WHAT THE TASK ASKS – Reproduce every line of the listing below, substituting "image" for each occurrence of "photograph" and changing nothing else. Omit the pictures from your answer.

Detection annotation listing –
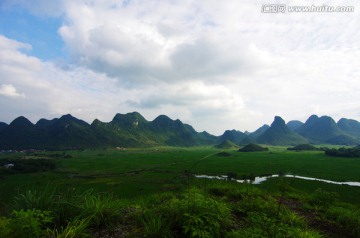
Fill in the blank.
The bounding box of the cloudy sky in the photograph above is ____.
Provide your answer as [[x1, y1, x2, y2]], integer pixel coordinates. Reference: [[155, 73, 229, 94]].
[[0, 0, 360, 135]]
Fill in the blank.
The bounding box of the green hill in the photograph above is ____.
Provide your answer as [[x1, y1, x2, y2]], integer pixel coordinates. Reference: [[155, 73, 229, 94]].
[[215, 140, 239, 149], [220, 130, 247, 144], [288, 144, 320, 151], [296, 115, 356, 145], [238, 143, 269, 152], [0, 122, 8, 131], [257, 116, 308, 145], [337, 118, 360, 138], [0, 112, 218, 149], [286, 120, 304, 131]]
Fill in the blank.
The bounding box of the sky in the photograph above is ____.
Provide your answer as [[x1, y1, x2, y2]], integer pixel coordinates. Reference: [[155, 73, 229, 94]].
[[0, 0, 360, 135]]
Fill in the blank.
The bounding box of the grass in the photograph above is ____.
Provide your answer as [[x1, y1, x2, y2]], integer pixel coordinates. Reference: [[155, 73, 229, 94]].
[[0, 147, 360, 205], [0, 147, 360, 237]]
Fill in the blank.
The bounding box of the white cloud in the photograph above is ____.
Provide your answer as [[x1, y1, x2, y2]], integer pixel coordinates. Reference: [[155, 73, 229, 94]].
[[0, 0, 360, 134], [0, 84, 25, 98]]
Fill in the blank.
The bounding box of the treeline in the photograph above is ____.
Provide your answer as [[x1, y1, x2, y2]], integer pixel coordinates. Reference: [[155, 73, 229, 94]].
[[0, 159, 56, 175]]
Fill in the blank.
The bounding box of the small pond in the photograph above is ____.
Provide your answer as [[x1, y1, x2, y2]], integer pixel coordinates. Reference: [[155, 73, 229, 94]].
[[195, 174, 360, 187]]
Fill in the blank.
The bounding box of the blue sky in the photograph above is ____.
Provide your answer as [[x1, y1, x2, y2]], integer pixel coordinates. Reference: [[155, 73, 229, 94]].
[[0, 0, 360, 134], [0, 7, 66, 60]]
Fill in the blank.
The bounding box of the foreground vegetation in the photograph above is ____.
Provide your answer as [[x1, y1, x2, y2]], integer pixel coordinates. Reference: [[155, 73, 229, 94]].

ANSWER TO THIS PROBLEM –
Fill in the blank.
The bounding box of the cloudy sky in the image above is ____.
Provide your answer as [[x1, y1, x2, y2]], integer pixel coordinates. Reference: [[155, 73, 229, 94]].
[[0, 0, 360, 135]]
Fill in the blank.
The bounding box of the green hill in the image above is ____.
Provide your answer as [[x1, y1, x2, y2]], integer pixel coordinates. Reference: [[155, 73, 229, 94]].
[[215, 140, 239, 149], [220, 130, 247, 144], [288, 144, 320, 151], [296, 115, 356, 145], [238, 143, 269, 152], [0, 122, 8, 131], [257, 116, 308, 145], [337, 118, 360, 138], [0, 112, 218, 149], [286, 120, 304, 131]]
Fill in the blank.
The bounding box of the sky in the image above is ____.
Provide your answer as [[x1, y1, x2, y2]], integer pixel coordinates. Reference: [[155, 73, 229, 94]].
[[0, 0, 360, 135]]
Fill in the blank.
The bounding box of the grass in the image above is ____.
Provide your answer as [[x1, y1, x2, y2]], integer pixel coordinates. Reference: [[155, 73, 229, 94]].
[[0, 147, 360, 205], [0, 147, 360, 237]]
Fill in the blank.
The bounding box of the white cloud in the image above is ____.
Provide your answer as [[x1, y1, x2, y2]], integer pixel coordinates. Reference: [[155, 73, 229, 94]].
[[0, 0, 360, 134], [0, 84, 25, 98]]
Fill in the blank.
The bounding box of the treeline in the image above is ____.
Provide your answer as [[x1, y1, x2, y2]], integer pixel coordinates. Reference: [[155, 73, 229, 94]].
[[0, 159, 56, 175]]
Fill in the blank.
The bounding box of the small pond in the image above is ____.
Provide your answer as [[x1, y1, x2, y2]], integer pixel coordinates. Reference: [[155, 73, 229, 94]].
[[195, 174, 360, 187]]
Fill in the blank.
The bounding box of the blue sky in the image above is ____.
Provide your answer as [[x1, y1, x2, y2]], integer pixel coordinates. Reference: [[155, 73, 229, 94]].
[[0, 0, 360, 134], [0, 7, 66, 60]]
Fill in the blank.
The bounding box of the foreground vegetation in the image above is ____.
Provide your answer as [[x1, y1, x2, y2]], integer pixel coordinates. Reference: [[155, 73, 229, 94]].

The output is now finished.